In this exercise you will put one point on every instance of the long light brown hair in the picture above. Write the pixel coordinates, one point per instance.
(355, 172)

-=-=-=-=-

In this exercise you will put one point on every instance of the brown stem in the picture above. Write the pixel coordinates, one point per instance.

-=-=-=-=-

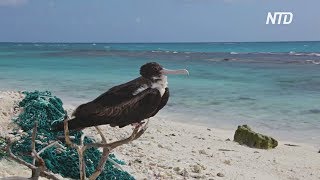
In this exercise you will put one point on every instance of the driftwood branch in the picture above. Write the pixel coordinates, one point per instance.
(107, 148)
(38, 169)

-=-=-=-=-

* **WHAT TO WORK ON**: How many lines in the items contain the string "above", matching case exactly? Reply with the number alone.

* **RESULT BELOW**: 3